What you have to do. Please list every character named in the fantasy conversation below, giving each one's full name.

Given passage.
● ● ●

Herewith, a brief fantasy conversation:
Lesean Jones puzzled over the contract for less than a minute before shrugging and surrendering it to Allard Boyce, his agent. Boyce scanned it, did a double take, and reared back in shock, his outrage-widened eyes fixed on Vegas Thunderstorm owner Gerry Grant.
“You can’t be serious!”
Grant smiled. “But I am.”
“This binds Lesean tighter than an antebellum slave!”
The smile was undiminished. “Not quite. There’s no amputation clause.”
Boyce shoved the contract at Grant and rose. “Completely unacceptable.”
Grant nodded. “Enjoy stocking supermarket shelves, Lesean.”
The wide receiver rose from his seat and loomed menacingly over the Thunderstorm owner. “You itchin’ for a bitch-slappin’, cauc?”
A large, uniformed figure surged out of the shadows behind Jones, took him by the shoulders, and rammed him back into his seat.
The astonished athlete looked up into a face blacker than his own, attached to a body that made his look like a twig. The guard’s right hip bore a holster. The holster contained a Glock 17.
Grant murmured thanks to the guard, who retreated to his previous position. “This is the NFL standard now. Any of the other teams would present you with the same terms of employment. One step out of line, one word I don’t like, on the field or off, and you’ll be fired. More, you’ll be blacklisted. No other team will be permitted to hire you. No arbitration and no appeal.”
Jones turned to Boyce. “This ain’t right.”
Boyce’s eyes remained fixed on Grant. “The entire league agreed to this?”

● ● ●

Data supplied.
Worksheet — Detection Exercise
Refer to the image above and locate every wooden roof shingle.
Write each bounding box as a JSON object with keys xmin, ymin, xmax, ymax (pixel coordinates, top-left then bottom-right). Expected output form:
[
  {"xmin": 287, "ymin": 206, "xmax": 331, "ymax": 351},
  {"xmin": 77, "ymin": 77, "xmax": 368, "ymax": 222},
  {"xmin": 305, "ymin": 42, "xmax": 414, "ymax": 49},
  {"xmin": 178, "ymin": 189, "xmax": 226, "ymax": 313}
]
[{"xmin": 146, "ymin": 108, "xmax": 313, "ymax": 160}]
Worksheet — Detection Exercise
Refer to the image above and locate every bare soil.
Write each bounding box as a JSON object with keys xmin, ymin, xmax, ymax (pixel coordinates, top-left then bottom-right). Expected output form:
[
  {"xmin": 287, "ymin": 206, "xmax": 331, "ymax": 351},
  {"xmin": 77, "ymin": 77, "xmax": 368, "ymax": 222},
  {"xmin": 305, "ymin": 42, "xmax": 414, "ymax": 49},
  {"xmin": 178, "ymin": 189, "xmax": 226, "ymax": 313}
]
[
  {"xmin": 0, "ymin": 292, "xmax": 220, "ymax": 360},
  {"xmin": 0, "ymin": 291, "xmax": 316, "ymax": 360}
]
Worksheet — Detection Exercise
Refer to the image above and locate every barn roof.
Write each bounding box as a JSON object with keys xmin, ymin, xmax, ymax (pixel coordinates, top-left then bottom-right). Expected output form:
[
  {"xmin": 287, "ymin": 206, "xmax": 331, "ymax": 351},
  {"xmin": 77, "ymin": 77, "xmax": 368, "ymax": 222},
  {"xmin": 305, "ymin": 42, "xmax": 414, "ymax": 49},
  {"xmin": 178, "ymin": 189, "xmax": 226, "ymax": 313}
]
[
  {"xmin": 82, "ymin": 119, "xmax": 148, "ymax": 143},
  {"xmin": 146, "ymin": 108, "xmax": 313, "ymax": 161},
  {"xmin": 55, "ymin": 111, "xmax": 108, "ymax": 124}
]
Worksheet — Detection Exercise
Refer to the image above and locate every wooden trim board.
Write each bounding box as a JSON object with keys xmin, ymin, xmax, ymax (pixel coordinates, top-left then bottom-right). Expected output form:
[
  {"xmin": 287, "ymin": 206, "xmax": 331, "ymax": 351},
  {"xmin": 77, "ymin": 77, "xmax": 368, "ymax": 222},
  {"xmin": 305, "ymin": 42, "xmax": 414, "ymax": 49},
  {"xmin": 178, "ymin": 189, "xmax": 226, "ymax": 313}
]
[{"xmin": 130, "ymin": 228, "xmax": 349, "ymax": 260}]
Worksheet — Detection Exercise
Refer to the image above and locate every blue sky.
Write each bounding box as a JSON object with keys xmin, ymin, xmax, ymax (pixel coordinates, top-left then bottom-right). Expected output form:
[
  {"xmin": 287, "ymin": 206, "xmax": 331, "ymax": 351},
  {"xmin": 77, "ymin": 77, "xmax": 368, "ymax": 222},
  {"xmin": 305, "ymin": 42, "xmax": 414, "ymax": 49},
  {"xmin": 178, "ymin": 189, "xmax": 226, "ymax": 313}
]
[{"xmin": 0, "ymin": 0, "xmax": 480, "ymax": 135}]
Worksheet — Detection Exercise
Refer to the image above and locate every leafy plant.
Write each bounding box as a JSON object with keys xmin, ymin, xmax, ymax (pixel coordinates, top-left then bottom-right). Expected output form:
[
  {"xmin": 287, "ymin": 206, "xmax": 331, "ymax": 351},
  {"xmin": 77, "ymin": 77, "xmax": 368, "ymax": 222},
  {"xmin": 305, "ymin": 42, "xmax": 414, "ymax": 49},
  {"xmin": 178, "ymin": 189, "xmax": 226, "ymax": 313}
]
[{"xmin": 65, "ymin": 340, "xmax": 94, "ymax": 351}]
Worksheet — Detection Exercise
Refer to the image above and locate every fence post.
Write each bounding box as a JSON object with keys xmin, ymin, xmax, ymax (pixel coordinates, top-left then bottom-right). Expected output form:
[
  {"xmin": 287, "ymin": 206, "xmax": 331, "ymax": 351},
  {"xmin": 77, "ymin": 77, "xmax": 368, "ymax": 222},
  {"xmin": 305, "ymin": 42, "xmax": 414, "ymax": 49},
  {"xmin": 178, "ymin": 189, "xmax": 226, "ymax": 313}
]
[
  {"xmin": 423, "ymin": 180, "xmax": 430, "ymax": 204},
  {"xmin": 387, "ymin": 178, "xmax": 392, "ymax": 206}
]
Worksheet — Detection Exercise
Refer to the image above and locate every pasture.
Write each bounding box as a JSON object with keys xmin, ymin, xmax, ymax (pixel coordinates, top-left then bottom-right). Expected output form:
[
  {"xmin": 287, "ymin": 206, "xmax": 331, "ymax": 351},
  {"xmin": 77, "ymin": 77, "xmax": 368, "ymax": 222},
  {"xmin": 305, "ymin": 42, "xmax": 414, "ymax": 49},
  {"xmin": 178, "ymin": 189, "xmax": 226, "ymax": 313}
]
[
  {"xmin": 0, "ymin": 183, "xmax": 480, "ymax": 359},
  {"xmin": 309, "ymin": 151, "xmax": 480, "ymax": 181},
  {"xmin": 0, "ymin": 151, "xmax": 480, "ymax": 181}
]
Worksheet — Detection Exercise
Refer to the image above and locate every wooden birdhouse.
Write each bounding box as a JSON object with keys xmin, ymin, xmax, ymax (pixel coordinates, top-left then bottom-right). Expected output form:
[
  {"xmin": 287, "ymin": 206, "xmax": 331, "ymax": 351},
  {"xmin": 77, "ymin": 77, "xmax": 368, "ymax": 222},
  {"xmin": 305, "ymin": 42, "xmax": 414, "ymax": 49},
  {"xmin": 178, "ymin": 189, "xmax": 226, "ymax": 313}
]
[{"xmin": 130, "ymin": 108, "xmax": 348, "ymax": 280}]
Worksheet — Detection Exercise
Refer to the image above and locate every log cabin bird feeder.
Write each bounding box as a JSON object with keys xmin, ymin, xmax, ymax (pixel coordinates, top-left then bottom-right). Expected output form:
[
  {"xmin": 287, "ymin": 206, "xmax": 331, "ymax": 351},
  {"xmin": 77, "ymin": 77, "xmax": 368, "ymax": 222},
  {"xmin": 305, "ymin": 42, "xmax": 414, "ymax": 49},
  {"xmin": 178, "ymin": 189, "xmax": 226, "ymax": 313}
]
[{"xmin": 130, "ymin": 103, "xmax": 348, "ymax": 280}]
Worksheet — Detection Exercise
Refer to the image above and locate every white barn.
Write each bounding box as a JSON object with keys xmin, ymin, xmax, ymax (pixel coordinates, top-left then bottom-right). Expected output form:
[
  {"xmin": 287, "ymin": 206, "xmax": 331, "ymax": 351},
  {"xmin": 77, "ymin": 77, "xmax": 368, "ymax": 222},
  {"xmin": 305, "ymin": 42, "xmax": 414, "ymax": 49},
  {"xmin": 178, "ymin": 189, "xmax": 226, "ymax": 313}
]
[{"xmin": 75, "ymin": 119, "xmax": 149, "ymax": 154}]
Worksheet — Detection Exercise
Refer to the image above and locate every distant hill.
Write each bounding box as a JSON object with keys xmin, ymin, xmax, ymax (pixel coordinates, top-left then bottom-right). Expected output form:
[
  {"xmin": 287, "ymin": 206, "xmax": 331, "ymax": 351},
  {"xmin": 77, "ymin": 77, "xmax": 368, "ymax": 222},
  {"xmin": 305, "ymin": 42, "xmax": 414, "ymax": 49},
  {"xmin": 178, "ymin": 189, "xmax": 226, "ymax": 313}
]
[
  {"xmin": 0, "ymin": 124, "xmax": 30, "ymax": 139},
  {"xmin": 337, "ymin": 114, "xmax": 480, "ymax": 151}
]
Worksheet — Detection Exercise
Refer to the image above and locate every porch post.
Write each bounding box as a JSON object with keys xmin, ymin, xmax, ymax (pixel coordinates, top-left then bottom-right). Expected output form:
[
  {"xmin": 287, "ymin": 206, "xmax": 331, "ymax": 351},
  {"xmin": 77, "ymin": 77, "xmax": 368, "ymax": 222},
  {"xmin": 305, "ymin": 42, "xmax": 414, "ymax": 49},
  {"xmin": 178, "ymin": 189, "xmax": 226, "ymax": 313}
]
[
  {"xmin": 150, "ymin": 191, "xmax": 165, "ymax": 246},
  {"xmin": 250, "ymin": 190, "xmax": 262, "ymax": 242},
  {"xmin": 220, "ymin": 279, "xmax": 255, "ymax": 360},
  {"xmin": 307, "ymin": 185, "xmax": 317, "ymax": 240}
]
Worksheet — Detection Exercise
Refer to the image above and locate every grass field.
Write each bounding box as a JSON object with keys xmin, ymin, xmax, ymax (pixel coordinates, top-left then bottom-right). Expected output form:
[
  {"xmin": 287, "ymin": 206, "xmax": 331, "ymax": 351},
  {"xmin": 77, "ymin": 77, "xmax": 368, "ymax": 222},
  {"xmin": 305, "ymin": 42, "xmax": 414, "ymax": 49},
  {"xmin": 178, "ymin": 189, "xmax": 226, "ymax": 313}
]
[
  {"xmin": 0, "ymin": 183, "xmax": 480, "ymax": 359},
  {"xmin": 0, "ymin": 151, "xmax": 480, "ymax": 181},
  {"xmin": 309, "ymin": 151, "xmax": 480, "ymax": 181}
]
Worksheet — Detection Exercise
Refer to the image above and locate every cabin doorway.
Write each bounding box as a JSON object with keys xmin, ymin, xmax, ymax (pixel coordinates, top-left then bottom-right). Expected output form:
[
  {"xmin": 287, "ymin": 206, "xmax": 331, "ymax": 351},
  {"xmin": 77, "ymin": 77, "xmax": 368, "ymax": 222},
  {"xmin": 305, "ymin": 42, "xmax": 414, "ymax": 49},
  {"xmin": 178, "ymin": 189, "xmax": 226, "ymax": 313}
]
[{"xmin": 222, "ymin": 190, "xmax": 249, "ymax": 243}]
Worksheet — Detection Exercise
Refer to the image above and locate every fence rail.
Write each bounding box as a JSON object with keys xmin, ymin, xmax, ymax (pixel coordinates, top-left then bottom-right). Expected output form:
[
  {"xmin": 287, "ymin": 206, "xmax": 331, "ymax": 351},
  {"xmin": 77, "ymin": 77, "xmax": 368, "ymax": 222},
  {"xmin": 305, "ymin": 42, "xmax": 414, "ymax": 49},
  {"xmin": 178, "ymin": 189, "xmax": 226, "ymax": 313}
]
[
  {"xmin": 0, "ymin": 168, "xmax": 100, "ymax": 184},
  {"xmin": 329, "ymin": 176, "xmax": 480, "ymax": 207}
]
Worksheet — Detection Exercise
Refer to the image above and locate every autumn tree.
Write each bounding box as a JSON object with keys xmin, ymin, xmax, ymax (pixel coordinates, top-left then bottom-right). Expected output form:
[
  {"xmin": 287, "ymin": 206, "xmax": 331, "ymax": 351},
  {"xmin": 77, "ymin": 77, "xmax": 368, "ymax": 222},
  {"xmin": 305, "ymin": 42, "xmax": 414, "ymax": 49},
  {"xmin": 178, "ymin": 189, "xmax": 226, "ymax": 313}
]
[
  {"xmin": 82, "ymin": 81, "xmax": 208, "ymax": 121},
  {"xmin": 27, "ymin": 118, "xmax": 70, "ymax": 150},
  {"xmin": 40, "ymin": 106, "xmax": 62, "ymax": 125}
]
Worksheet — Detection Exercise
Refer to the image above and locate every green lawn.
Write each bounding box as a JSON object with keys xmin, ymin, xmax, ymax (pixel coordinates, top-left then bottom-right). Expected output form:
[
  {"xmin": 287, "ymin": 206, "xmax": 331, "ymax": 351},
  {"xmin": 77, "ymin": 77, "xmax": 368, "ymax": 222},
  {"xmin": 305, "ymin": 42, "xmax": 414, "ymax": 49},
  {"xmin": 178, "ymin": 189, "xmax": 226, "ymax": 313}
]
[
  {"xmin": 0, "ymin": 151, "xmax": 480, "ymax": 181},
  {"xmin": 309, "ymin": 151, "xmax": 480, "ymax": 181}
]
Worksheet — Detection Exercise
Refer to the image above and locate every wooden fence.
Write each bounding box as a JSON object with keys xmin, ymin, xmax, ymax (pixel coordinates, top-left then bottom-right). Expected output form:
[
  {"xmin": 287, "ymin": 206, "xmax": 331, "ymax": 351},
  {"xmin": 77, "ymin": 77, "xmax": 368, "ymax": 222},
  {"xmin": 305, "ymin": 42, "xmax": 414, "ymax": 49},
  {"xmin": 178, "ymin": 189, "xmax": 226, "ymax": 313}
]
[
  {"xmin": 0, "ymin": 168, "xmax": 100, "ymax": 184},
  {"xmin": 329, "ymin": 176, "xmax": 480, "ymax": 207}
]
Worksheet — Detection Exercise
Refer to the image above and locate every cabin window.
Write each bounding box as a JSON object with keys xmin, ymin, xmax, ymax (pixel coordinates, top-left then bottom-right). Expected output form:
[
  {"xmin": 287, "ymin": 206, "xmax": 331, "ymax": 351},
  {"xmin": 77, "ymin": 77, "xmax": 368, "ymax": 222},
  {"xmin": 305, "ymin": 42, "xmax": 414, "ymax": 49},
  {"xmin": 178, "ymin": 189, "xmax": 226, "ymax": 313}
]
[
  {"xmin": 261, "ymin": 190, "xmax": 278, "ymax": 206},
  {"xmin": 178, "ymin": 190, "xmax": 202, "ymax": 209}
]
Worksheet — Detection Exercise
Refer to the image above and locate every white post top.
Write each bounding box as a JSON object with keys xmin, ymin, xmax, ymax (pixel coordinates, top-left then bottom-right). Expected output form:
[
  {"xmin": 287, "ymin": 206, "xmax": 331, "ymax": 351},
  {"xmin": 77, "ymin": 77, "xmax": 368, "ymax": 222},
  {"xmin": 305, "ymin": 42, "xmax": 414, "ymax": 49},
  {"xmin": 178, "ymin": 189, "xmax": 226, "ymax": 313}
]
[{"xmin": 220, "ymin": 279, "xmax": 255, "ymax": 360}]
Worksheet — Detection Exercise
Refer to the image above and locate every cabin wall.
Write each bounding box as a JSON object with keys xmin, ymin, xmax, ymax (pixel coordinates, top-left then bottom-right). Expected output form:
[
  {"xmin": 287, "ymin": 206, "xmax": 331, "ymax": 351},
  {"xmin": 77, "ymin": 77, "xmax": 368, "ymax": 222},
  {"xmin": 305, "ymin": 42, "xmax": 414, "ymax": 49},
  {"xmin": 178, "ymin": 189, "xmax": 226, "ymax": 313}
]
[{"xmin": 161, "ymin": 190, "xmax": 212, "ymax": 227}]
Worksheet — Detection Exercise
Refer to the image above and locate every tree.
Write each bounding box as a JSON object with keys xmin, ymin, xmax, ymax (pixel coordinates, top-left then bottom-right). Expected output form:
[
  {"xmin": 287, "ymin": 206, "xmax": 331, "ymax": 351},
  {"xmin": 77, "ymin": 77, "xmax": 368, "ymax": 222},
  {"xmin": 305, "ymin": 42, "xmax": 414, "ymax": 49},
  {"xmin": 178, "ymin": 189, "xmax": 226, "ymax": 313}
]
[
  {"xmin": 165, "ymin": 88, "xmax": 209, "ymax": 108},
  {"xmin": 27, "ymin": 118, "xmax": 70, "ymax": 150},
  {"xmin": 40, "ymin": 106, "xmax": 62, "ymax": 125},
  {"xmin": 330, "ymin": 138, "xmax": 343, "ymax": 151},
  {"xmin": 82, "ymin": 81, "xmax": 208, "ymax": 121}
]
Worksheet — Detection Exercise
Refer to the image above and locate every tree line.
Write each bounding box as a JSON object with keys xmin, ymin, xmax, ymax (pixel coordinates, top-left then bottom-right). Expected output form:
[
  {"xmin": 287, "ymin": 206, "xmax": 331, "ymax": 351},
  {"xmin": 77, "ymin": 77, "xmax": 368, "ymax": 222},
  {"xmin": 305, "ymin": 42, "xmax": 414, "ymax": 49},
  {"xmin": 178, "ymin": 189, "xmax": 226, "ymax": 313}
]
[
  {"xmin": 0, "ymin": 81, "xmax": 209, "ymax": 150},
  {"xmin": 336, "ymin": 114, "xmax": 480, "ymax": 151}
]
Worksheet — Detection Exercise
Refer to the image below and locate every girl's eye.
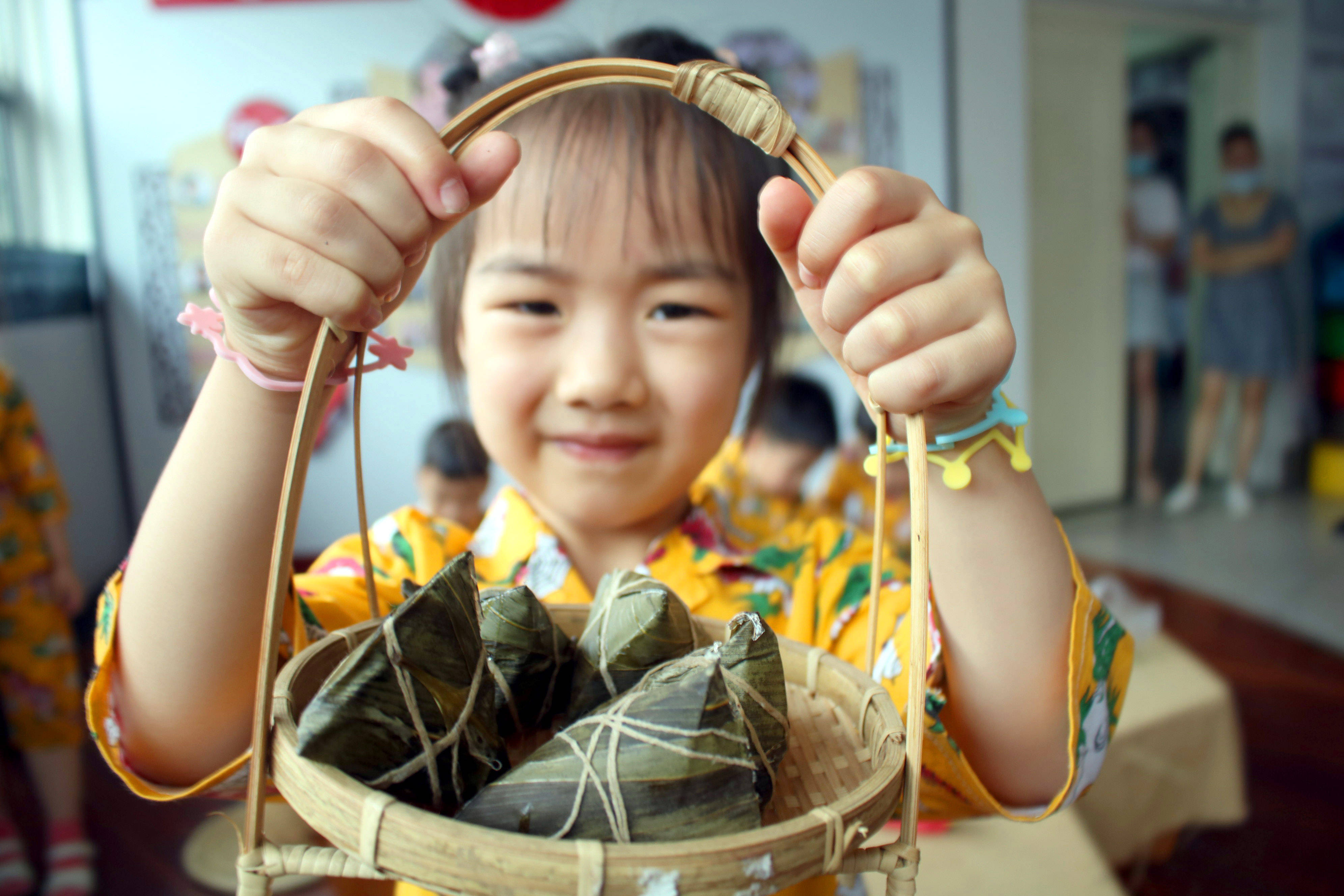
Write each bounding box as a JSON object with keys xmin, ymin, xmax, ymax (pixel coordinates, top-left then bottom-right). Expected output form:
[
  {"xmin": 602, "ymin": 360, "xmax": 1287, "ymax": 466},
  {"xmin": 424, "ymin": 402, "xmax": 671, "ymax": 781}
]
[
  {"xmin": 509, "ymin": 298, "xmax": 560, "ymax": 317},
  {"xmin": 653, "ymin": 302, "xmax": 708, "ymax": 321}
]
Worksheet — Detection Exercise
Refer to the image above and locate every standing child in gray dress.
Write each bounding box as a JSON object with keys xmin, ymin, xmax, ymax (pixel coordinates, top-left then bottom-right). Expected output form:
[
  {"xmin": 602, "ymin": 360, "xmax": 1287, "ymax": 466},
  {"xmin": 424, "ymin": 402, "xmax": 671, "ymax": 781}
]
[{"xmin": 1167, "ymin": 123, "xmax": 1297, "ymax": 517}]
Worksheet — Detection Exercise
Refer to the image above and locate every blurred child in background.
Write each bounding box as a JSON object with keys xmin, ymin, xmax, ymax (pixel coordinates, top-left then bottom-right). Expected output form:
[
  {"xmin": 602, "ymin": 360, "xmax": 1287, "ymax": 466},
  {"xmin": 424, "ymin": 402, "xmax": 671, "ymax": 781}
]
[
  {"xmin": 0, "ymin": 368, "xmax": 94, "ymax": 896},
  {"xmin": 415, "ymin": 419, "xmax": 491, "ymax": 529},
  {"xmin": 694, "ymin": 373, "xmax": 839, "ymax": 536},
  {"xmin": 813, "ymin": 404, "xmax": 910, "ymax": 559}
]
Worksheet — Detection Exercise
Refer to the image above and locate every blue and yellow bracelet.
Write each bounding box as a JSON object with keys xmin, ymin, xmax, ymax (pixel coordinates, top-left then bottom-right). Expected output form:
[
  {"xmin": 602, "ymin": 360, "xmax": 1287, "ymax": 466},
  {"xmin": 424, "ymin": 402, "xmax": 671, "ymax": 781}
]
[{"xmin": 863, "ymin": 387, "xmax": 1031, "ymax": 489}]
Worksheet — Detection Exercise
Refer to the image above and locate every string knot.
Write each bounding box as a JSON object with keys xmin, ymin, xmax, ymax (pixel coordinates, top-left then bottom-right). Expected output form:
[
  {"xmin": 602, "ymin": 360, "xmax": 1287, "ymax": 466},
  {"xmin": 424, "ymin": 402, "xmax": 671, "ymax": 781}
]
[{"xmin": 672, "ymin": 59, "xmax": 798, "ymax": 157}]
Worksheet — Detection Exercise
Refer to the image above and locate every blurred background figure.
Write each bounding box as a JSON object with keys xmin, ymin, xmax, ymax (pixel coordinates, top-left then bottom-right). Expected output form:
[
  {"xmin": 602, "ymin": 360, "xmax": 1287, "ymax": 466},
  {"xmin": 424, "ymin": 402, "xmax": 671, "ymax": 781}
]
[
  {"xmin": 0, "ymin": 368, "xmax": 94, "ymax": 896},
  {"xmin": 1125, "ymin": 114, "xmax": 1181, "ymax": 505},
  {"xmin": 1167, "ymin": 122, "xmax": 1297, "ymax": 516},
  {"xmin": 695, "ymin": 373, "xmax": 839, "ymax": 536},
  {"xmin": 813, "ymin": 403, "xmax": 910, "ymax": 558},
  {"xmin": 415, "ymin": 419, "xmax": 491, "ymax": 532}
]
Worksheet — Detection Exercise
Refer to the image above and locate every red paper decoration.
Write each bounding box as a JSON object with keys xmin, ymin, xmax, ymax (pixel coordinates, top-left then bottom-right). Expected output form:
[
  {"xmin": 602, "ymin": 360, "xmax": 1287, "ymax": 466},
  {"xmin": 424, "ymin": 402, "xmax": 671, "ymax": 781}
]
[{"xmin": 462, "ymin": 0, "xmax": 564, "ymax": 22}]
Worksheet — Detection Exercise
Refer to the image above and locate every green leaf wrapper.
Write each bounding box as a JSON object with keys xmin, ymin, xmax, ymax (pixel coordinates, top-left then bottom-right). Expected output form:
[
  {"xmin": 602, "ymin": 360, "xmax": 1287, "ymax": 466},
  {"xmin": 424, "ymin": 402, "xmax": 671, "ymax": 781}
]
[
  {"xmin": 481, "ymin": 586, "xmax": 574, "ymax": 736},
  {"xmin": 298, "ymin": 552, "xmax": 508, "ymax": 811},
  {"xmin": 568, "ymin": 569, "xmax": 695, "ymax": 719},
  {"xmin": 457, "ymin": 661, "xmax": 761, "ymax": 842}
]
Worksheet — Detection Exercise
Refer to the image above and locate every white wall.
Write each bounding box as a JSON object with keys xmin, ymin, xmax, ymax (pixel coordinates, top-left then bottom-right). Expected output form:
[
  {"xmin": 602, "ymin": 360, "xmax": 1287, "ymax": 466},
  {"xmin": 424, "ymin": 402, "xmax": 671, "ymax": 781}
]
[{"xmin": 78, "ymin": 0, "xmax": 949, "ymax": 552}]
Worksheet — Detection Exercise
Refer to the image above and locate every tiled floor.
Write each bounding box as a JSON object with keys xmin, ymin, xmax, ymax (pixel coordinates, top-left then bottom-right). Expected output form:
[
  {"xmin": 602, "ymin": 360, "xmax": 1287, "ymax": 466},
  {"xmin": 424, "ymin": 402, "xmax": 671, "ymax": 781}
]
[{"xmin": 1062, "ymin": 489, "xmax": 1344, "ymax": 651}]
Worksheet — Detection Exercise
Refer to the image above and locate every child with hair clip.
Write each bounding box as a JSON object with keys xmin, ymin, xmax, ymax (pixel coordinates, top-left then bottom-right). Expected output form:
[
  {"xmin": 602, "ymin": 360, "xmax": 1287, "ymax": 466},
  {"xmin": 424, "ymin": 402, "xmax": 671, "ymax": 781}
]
[
  {"xmin": 415, "ymin": 419, "xmax": 491, "ymax": 529},
  {"xmin": 691, "ymin": 373, "xmax": 837, "ymax": 539},
  {"xmin": 87, "ymin": 31, "xmax": 1132, "ymax": 892}
]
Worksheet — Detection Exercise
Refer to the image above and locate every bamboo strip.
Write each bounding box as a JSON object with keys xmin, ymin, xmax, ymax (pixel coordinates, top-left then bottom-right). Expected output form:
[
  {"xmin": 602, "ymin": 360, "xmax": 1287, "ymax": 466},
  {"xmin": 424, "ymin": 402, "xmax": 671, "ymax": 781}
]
[{"xmin": 900, "ymin": 414, "xmax": 929, "ymax": 846}]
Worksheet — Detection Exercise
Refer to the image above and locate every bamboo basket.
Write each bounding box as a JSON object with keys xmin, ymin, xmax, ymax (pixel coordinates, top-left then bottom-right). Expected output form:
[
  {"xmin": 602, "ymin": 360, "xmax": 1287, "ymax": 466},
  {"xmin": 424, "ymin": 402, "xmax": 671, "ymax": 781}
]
[{"xmin": 238, "ymin": 59, "xmax": 929, "ymax": 896}]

● ● ●

Answer to this task. Lesean Jones, Allard Boyce, Gerry Grant